Document section ::
────

Any possible improvements to this functional program?

Functional programming is certainly more abstract in some measurable, quantifiable sense. As a mathematician I am indeed very familiar with how there are many increasingly more abstract ways of looking at many things, but I will allow myself to claim that sometimes more concepts come with increased clarity, especially if those additional concepts are understood deeply enough.


My background is in math and physics, and from there I'm not sure you'd want to optimize conceptual complexity that way: the world is a complex place, and minimizing complexity in your language necessarily inhibits your ability to accurately model highly complex systems. Software is no different: if you only want to write trivial programs, then sure, use a simple language. But if you want to model problems that have never been solved, you should expect the language used to solve them to entail a large number of complex concepts. Good abstractions make this more manageable, and that's why most of math and physics is done using functional language -- because it is good at revealing important structure.


while suppressing somewhat-irrelevant implementation details. Like @ZiCog I have little practical experience in functional programming, but like you and @alice my formal background is mathematics and physics (albeit with subsequent decades of computer architecture/software/hardware/chip-design experience). Thus I appreciate the elegance and concise expression of functional programming, even though I often am not yet able to arrive at that form of code myself.

Ah ha, a mathematician. Excellent.

I am hopeless at mathematics but endlessly curious about it and totally love what little I understand of it.

────

Listing ::

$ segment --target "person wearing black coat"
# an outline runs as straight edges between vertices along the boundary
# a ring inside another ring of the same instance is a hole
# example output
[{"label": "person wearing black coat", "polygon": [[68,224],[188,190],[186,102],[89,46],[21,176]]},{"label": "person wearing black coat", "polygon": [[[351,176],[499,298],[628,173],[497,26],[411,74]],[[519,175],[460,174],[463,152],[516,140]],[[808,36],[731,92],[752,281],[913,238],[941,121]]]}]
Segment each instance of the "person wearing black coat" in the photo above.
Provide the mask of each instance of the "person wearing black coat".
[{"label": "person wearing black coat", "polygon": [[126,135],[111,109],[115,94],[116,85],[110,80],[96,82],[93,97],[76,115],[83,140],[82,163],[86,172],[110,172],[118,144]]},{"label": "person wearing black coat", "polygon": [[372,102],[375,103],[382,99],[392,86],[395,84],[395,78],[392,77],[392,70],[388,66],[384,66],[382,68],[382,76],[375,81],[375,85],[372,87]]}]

────

Exercise instructions :: Reproduce the passage from the discussion of functional programming starting with "My background is" and going on through "revealing important structure.".

Worked answer ::
My background is in math and physics, and from there I'm not sure you'd want to optimize conceptual complexity that way: the world is a complex place, and minimizing complexity in your language necessarily inhibits your ability to accurately model highly complex systems. Software is no different: if you only want to write trivial programs, then sure, use a simple language. But if you want to model problems that have never been solved, you should expect the language used to solve them to entail a large number of complex concepts. Good abstractions make this more manageable, and that's why most of math and physics is done using functional language -- because it is good at revealing important structure.